(Dataset entries about where objects are located)
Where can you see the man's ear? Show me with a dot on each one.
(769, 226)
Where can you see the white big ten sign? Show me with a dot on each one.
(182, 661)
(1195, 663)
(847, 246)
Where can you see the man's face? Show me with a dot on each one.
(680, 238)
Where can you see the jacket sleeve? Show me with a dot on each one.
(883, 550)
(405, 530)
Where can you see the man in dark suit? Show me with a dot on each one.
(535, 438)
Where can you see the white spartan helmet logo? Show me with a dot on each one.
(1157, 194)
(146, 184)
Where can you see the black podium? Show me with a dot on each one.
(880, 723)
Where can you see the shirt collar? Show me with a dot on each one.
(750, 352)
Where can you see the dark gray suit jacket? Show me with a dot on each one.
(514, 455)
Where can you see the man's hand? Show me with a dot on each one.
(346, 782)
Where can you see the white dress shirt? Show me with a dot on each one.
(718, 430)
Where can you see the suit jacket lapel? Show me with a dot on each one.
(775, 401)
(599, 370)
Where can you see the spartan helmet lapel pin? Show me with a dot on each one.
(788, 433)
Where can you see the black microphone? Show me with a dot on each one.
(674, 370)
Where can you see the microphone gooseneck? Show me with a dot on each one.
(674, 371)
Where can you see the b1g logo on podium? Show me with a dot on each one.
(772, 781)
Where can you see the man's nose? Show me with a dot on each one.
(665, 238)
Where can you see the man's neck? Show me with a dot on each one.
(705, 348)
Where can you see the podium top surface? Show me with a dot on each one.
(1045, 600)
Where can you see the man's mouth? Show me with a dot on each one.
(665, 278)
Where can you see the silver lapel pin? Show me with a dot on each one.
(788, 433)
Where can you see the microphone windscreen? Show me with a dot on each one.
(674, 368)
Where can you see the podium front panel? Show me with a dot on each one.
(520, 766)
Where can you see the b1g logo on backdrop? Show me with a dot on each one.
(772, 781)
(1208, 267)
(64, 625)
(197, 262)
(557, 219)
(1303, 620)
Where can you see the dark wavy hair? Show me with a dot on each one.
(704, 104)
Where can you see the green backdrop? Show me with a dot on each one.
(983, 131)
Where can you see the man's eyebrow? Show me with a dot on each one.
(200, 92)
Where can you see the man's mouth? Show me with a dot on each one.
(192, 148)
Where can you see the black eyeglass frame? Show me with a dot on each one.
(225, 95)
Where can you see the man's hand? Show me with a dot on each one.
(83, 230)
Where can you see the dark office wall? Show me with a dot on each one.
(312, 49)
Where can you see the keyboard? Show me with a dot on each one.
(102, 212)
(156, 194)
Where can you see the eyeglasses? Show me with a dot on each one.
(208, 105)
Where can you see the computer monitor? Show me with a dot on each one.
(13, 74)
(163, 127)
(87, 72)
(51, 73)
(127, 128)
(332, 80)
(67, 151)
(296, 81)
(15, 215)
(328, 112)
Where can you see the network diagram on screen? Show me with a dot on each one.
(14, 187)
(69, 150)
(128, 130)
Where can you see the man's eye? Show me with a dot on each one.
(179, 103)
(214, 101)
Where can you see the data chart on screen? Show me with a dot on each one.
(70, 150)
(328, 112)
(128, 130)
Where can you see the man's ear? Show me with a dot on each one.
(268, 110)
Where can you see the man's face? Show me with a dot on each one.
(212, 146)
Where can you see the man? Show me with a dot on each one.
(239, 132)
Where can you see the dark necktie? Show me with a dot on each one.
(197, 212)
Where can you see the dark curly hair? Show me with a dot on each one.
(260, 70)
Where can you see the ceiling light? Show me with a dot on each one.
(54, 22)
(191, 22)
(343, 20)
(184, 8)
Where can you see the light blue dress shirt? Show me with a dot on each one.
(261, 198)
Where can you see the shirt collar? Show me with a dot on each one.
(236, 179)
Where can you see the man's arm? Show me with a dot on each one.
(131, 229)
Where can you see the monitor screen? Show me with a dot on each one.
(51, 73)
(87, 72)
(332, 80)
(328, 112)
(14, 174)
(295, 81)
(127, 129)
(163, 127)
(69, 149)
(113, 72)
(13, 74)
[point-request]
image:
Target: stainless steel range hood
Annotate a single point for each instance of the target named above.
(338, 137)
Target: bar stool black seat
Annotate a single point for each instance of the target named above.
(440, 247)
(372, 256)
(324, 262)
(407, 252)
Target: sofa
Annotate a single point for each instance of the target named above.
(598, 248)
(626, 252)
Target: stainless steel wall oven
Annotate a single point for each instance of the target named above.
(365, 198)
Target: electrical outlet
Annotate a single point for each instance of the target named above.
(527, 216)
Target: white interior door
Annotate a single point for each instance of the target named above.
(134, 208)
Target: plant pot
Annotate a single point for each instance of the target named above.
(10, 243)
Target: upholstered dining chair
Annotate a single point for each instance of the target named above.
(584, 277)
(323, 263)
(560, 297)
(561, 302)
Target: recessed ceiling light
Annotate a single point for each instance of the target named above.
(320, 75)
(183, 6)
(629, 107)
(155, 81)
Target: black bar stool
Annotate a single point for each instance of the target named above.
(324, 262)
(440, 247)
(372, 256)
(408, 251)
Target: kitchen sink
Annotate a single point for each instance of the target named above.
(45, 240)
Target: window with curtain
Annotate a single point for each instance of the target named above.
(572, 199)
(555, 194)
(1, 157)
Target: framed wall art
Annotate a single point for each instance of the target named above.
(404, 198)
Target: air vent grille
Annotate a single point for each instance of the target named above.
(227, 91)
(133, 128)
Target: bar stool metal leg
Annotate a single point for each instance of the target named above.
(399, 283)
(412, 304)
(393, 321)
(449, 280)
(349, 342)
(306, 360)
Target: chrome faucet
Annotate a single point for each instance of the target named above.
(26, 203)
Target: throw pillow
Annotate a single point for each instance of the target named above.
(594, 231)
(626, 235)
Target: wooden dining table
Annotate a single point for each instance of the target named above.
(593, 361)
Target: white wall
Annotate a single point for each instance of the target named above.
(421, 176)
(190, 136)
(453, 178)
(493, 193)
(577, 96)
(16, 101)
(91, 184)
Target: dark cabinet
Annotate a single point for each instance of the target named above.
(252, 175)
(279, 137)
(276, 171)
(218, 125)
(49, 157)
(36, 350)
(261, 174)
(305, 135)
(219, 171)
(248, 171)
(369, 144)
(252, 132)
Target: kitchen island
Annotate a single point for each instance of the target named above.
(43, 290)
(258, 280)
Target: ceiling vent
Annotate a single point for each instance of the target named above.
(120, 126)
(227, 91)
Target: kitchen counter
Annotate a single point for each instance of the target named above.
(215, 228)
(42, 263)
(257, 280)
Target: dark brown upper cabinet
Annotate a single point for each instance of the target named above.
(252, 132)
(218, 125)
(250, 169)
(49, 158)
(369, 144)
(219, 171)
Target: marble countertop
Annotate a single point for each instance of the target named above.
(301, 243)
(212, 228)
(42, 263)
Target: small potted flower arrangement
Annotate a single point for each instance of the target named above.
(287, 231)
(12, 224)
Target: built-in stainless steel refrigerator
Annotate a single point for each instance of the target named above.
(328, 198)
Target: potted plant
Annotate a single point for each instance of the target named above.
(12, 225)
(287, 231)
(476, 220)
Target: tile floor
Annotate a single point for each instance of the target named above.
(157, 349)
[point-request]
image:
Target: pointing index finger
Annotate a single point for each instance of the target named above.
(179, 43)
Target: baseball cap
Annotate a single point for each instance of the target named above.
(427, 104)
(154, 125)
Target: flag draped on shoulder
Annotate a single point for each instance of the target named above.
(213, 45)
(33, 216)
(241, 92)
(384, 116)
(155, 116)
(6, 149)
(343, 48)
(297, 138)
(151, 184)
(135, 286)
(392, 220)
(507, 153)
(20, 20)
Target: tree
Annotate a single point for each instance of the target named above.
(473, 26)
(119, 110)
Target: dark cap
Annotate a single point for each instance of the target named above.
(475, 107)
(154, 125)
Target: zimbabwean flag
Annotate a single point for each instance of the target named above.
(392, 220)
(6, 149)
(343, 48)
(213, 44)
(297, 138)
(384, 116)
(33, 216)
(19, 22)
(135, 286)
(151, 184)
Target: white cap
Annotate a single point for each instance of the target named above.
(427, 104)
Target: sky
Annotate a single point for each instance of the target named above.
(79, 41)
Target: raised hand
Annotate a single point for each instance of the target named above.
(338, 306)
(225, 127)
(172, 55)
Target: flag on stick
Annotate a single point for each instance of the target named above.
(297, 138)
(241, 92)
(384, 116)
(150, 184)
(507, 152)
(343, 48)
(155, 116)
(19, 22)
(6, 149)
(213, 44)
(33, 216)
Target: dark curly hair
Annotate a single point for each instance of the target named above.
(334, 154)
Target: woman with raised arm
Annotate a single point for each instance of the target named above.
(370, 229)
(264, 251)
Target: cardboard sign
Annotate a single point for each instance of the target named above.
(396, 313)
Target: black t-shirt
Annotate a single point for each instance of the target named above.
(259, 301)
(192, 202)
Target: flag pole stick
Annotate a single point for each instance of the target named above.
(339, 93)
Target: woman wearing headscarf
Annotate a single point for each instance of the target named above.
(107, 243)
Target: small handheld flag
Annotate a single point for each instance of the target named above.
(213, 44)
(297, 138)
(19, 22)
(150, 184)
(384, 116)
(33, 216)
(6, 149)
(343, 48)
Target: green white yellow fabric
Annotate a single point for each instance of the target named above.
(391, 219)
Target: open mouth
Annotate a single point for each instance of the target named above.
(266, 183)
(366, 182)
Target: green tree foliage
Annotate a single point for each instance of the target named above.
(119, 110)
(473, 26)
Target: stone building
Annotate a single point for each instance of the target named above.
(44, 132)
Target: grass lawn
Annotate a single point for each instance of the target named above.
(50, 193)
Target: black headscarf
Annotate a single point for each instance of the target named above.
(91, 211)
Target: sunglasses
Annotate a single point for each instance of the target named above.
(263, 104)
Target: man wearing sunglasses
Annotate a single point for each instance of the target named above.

INSTRUCTION: Turn everything from the line containing "Target: man wearing sunglasses" down to the end of the entries into a Markdown table with the columns Row and Content, one line per row and blank lines skipped.

RESPONSE:
| Row | Content |
|---|---|
| 1 | Target: man wearing sunglasses |
| 2 | Annotate a single point for each instance of the target named above. |